--- start Task data ---

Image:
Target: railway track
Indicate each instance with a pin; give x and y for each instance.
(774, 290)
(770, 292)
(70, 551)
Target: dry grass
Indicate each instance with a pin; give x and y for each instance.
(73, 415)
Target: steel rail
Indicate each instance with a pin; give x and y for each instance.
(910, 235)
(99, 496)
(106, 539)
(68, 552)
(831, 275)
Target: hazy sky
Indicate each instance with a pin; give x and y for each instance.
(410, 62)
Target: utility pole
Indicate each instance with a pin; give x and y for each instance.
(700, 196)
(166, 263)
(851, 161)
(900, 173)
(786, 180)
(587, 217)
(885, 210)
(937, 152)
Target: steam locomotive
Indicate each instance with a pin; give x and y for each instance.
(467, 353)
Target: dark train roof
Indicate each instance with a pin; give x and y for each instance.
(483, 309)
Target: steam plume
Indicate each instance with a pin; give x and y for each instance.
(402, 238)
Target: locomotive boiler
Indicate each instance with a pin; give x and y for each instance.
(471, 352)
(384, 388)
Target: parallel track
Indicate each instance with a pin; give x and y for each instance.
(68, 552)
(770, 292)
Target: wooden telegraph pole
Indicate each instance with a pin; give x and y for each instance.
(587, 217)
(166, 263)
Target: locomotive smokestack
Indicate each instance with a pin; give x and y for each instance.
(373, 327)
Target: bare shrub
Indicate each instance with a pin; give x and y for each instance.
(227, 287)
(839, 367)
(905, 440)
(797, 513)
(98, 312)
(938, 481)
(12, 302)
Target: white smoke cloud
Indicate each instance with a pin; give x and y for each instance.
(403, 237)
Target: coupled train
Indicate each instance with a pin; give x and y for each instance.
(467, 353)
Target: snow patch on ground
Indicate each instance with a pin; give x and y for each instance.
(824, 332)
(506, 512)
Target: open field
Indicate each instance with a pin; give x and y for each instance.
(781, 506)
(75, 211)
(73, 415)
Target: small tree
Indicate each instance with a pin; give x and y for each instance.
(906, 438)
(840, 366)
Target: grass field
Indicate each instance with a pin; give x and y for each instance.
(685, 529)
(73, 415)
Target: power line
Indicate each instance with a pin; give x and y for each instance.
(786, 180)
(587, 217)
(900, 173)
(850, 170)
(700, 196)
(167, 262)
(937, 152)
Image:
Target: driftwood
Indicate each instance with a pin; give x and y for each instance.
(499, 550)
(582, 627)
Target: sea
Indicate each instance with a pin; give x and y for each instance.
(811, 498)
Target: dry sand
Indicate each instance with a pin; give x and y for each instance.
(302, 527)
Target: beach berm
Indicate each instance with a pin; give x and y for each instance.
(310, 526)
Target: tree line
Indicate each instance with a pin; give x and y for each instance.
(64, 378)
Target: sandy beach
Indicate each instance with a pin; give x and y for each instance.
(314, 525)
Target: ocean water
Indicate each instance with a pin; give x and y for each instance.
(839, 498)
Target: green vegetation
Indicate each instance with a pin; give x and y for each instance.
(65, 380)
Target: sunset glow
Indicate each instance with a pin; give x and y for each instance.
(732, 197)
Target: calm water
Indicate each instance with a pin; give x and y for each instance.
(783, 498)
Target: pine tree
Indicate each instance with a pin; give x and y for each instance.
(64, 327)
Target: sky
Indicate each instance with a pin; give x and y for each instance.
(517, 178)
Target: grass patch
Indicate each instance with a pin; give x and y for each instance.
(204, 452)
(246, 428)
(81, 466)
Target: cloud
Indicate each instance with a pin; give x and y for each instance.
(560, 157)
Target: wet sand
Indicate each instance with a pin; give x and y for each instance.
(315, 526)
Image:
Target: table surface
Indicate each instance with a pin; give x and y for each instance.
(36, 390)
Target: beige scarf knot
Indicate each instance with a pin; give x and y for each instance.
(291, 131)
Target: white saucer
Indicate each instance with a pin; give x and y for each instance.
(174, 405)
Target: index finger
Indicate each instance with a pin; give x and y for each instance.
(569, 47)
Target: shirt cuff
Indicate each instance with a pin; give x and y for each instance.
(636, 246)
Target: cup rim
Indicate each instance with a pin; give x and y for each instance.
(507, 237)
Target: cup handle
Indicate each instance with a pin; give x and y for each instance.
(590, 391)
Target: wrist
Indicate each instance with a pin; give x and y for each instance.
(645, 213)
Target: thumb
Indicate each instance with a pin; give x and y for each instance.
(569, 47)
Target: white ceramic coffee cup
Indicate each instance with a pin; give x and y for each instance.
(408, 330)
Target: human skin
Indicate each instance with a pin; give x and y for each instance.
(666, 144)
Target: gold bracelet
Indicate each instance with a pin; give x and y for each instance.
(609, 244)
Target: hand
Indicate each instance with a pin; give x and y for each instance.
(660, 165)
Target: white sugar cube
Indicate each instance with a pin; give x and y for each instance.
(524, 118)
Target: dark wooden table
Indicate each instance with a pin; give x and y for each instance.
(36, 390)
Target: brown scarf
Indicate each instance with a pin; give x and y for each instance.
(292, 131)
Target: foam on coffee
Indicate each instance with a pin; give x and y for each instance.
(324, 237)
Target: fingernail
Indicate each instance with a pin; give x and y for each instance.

--- end Task data ---

■ **Given task**: Give the listing above again, word for word.

■ **Solution to the exercise**:
Image:
Target: railway track
Indicate each instance with a pin; give x and y for each instance.
(774, 290)
(770, 292)
(70, 551)
Target: dry grass
Indicate each instance with a pin; give x and y for each instance.
(73, 415)
Target: steel rail
Indicate each instance with a pin; give x and y for each instance.
(910, 235)
(99, 496)
(106, 539)
(68, 552)
(831, 275)
Target: hazy sky
Indicate each instance with a pin; give x and y for each instance.
(410, 62)
Target: utility pole
Indicate each instance with a pin; give x and y for each instance.
(700, 196)
(166, 263)
(851, 161)
(900, 173)
(786, 180)
(587, 217)
(885, 210)
(937, 152)
Target: steam locomotive
Indicate each instance with a pin; give x and y for each instance.
(467, 353)
Target: dark train roof
Indicate each instance with a pin; give x and y for each instance.
(483, 309)
Target: steam plume
Indicate each instance with a pin; give x and y for each instance.
(402, 238)
Target: locomotive boiler
Indicate each instance with a pin; give x and y for each instance.
(471, 352)
(384, 388)
Target: parallel track
Indicate each instance with a pin; give x and y for each instance.
(68, 552)
(770, 292)
Target: wooden telegraph pole
Indicate each instance with a pin; give x and y for each instance.
(587, 217)
(166, 263)
Target: locomotive smokestack
Indicate each instance with a pin; give x and y for each instance.
(373, 327)
Target: bare shrub
Indicate each instance with a pin; give x and y for each instance.
(227, 287)
(839, 367)
(905, 440)
(797, 513)
(98, 312)
(938, 481)
(12, 302)
Target: white smoke cloud
Indicate each instance with a pin; give x and y for each instance.
(403, 237)
Target: coupled train
Indicate each instance with a pin; give x and y for each instance.
(467, 353)
Target: snow patch on ground
Indicate each instance with a pin; give x and y for each instance.
(824, 332)
(506, 512)
Target: open field
Indicate each instance with a pin; give x and y for each instance.
(781, 506)
(75, 211)
(73, 415)
Target: small tree
Indicate each instance with a pin; give x and y for each instance.
(906, 438)
(840, 366)
Target: grass field
Indicate each instance with a pin; give x and y for each instance.
(685, 529)
(73, 415)
Target: power line
Indicate each instance with a pin; give x and y for each instance.
(786, 180)
(587, 217)
(900, 173)
(850, 170)
(700, 196)
(167, 262)
(937, 152)
Image:
Target: driftwood
Indicate each instance with a pin; give x and y for each instance.
(499, 550)
(582, 627)
Target: sea
Indicate each instance with a pin; give x and y for each instance.
(811, 498)
Target: dry sand
Indicate each instance with a pin; give x and y for each instance.
(302, 527)
Target: beach berm
Indicate each instance with a pin; give x and y for each instance.
(310, 526)
Target: tree line
Indicate each instance with a pin; give x and y for each instance.
(64, 378)
Target: sandy beach
Indicate each instance with a pin; give x and y for each instance.
(314, 525)
Target: ocean water
Indicate each instance with a pin; give x and y for each instance.
(839, 498)
Target: green vegetation
Indicate each instance with a pin; give x and y for each instance.
(65, 380)
Target: sunset glow
Indicate each instance with a pin; give x and y for each instance.
(732, 197)
Target: calm water
Indicate each instance with a pin; give x and y for each instance.
(783, 498)
Target: pine tree
Indicate each instance with a pin; give x and y for each instance.
(64, 327)
Target: sky
Indicate each instance with a pin; give x and y for each instance.
(517, 178)
Target: grass patch
Indicate each instance with a pin; give x and y for each instance.
(204, 452)
(246, 428)
(81, 466)
Target: cloud
Indicate each instance with a pin; give x and y for each instance.
(560, 157)
Target: wet sand
Indicate each instance with a pin; give x and y for each instance.
(315, 526)
Image:
Target: table surface
Indicate each instance with a pin; give x and y for each instance.
(36, 390)
Target: beige scarf knot
Indicate each instance with a pin; give x and y for each instance.
(291, 131)
Target: white saucer
Indicate each instance with a pin; give x and y for each instance.
(174, 405)
Target: index finger
Indicate each instance with a pin; give x and y for each instance.
(569, 47)
Target: shirt cuff
Indicate each instance with a pin; give x and y for each instance.
(636, 246)
Target: cup rim
Indicate each instance with a pin; give x and y for each instance.
(507, 237)
Target: cup handle
Indicate each instance with a pin; give x and y for each instance.
(590, 391)
Target: wrist
Indicate each instance with a pin; give x and y for each instance.
(645, 213)
Target: thumb
Indicate each instance with a pin; give x and y for each instance.
(569, 47)
Target: white ceramic coffee cup
Indicate each instance with a pin; give x and y for each instance.
(408, 330)
Target: human skin
Indicate each instance with a pin; give x and y for each instance.
(666, 144)
Target: gold bracelet
Indicate each instance with a pin; give x and y for each instance.
(609, 244)
Target: hand
Indicate each instance with a pin; give x and y for each instance.
(660, 165)
Target: white sugar cube
Indicate each instance with a pin; give x and y for each instance.
(524, 118)
Target: dark wooden table
Indicate each instance with a pin; give x and y for each instance.
(36, 390)
Target: brown scarf
Indicate each instance with a pin; give x and y for each instance.
(292, 131)
Target: foam on coffee
Indicate each instance with a pin; give x and y for each instance.
(324, 237)
Target: fingernail
Indicate each instance with a pin; give x and y for each instance.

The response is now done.